**TASK DIRECTIONS**. Please quote the material exactly, every line of it.

━━━ SOURCE MATERIAL ━━━

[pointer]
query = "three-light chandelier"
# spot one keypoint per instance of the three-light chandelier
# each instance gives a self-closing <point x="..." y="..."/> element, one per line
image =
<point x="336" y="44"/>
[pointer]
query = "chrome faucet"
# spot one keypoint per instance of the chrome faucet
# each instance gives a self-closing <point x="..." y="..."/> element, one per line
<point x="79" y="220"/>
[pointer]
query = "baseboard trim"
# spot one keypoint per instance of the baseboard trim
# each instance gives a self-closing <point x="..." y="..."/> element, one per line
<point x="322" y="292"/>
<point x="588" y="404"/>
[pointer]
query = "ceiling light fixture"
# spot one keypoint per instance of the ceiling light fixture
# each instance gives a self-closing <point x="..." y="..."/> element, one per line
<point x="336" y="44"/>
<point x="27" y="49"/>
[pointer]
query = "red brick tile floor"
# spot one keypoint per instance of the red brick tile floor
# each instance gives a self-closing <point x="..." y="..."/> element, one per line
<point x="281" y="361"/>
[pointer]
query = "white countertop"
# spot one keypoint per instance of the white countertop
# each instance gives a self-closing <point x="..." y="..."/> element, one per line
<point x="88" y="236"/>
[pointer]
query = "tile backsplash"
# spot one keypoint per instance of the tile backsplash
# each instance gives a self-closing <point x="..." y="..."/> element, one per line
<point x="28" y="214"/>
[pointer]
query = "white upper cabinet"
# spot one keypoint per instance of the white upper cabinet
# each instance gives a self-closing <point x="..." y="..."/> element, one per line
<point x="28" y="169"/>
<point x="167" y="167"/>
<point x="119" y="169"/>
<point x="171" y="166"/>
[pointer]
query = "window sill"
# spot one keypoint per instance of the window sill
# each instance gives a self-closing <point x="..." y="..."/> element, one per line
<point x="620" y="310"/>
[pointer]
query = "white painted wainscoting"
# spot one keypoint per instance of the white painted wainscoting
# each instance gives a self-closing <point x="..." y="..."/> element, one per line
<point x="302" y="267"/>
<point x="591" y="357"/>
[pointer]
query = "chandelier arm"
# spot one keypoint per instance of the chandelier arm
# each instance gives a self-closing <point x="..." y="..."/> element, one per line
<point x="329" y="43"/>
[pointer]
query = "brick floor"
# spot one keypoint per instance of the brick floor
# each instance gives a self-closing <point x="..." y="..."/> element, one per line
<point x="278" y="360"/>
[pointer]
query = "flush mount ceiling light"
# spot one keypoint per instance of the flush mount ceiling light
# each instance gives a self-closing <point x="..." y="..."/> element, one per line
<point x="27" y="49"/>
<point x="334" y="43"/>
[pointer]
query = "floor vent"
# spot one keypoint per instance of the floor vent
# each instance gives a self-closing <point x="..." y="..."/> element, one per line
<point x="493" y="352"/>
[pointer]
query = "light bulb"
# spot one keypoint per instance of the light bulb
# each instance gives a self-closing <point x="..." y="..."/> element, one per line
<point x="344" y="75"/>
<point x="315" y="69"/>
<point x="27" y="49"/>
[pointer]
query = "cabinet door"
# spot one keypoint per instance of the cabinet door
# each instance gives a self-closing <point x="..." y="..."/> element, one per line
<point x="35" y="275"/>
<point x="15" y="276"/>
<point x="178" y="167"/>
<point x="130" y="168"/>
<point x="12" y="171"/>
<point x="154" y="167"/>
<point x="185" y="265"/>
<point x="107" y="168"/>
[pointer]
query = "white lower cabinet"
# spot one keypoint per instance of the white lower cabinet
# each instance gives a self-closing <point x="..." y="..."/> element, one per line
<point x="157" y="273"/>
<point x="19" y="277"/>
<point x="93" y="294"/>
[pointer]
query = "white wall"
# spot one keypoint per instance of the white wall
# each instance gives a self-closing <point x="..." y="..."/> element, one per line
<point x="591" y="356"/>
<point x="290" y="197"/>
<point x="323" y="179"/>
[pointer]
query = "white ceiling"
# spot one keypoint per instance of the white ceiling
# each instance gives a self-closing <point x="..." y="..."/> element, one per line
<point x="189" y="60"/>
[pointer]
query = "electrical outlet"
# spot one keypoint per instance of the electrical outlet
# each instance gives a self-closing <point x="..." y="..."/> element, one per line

━━━

**EXPECTED OUTPUT**.
[pointer]
query = "three-light chandelier"
# spot one keypoint per instance of the three-light chandelier
# each instance gives a self-closing <point x="..." y="..."/> element, one per line
image =
<point x="336" y="44"/>
[pointer]
query = "chrome faucet"
# spot one keypoint per instance of the chrome faucet
# each instance gives a self-closing <point x="..." y="..."/> element, one per line
<point x="79" y="220"/>
[pointer]
query = "baseboard trim"
# spot one keypoint per instance of the baseboard trim
# each instance gives a self-closing <point x="..." y="..."/> element, one per line
<point x="322" y="292"/>
<point x="588" y="404"/>
[pointer]
query = "ceiling light fixture"
# spot one keypoint per instance of the ceiling light fixture
# each instance gives a self-closing <point x="..." y="..."/> element, one per line
<point x="336" y="44"/>
<point x="27" y="49"/>
[pointer]
query = "red brick tile floor"
# spot one keypoint per instance of the red brick tile floor
# each instance gives a self-closing <point x="..." y="..."/> element, one per line
<point x="281" y="361"/>
[pointer]
query = "white countertop"
# spot one keypoint per instance of the white countertop
# each instance gives a self-closing <point x="..." y="..."/> element, one per line
<point x="88" y="236"/>
[pointer]
query = "tile backsplash"
# spot one keypoint per instance of the tile backsplash
# each instance gives a self-closing <point x="..." y="..."/> element, one per line
<point x="28" y="214"/>
[pointer]
query = "white upper cabinet"
# spot one keypoint per instance of the white upper cabinet
# each instance gives a self-closing <point x="..." y="..."/> element, one per line
<point x="28" y="169"/>
<point x="167" y="167"/>
<point x="119" y="169"/>
<point x="171" y="166"/>
[pointer]
query = "window sill"
# spot one keypoint per instance of the window sill
# each instance gives a self-closing <point x="..." y="..."/> element, one per line
<point x="620" y="310"/>
[pointer]
query = "white painted wainscoting"
# spot one keypoint per instance of the white painted wainscoting
# each instance gives a self-closing <point x="..." y="..."/> element, one per line
<point x="302" y="267"/>
<point x="591" y="357"/>
[pointer]
query = "chandelier arm"
# spot one keypoint per instance of the chandelier arm
# each instance gives a self-closing <point x="..." y="..."/> element, one per line
<point x="329" y="43"/>
[pointer]
query = "brick floor"
# spot one keypoint per instance of the brick floor
# each instance gives a self-closing <point x="..." y="..."/> element, one per line
<point x="278" y="360"/>
[pointer]
query = "flush mount ceiling light"
# spot one keypoint per instance of the flush mount ceiling light
# each instance gives a self-closing <point x="..." y="..."/> element, one per line
<point x="27" y="49"/>
<point x="334" y="43"/>
[pointer]
query = "floor vent"
# spot one keypoint per instance of the floor vent
# each instance gives a self-closing <point x="..." y="..."/> element, one per line
<point x="493" y="352"/>
[pointer]
query = "light bulb"
# spot one keypoint per instance of the light bulb
# each instance gives a self-closing <point x="..." y="..."/> element, one per line
<point x="344" y="75"/>
<point x="315" y="69"/>
<point x="27" y="49"/>
[pointer]
query = "cabinet door"
# spot one keypoint per instance of the cabinet door
# each instance gives a self-closing <point x="..." y="..."/> element, one per line
<point x="35" y="275"/>
<point x="15" y="276"/>
<point x="178" y="167"/>
<point x="130" y="168"/>
<point x="12" y="171"/>
<point x="154" y="167"/>
<point x="185" y="265"/>
<point x="107" y="168"/>
[pointer]
query = "white lower cabinet"
# spot one keypoint per instance of the white lower cabinet
# each instance gives a self-closing <point x="..." y="..."/> element, one per line
<point x="157" y="273"/>
<point x="19" y="277"/>
<point x="93" y="294"/>
[pointer]
query = "white wall"
# spot one keypoint per instance of the white wall
# each instance gives a self-closing <point x="..." y="..."/> element, one per line
<point x="591" y="356"/>
<point x="290" y="197"/>
<point x="323" y="179"/>
[pointer]
query = "white ceiling"
# spot one keypoint per instance of the white ceiling
# each instance gives a self-closing <point x="..." y="..."/> element, one per line
<point x="189" y="60"/>
[pointer]
query = "electrical outlet"
# spot one keypoint per instance of the electrical outlet
# each instance gives a self-closing <point x="..." y="..."/> element, one per line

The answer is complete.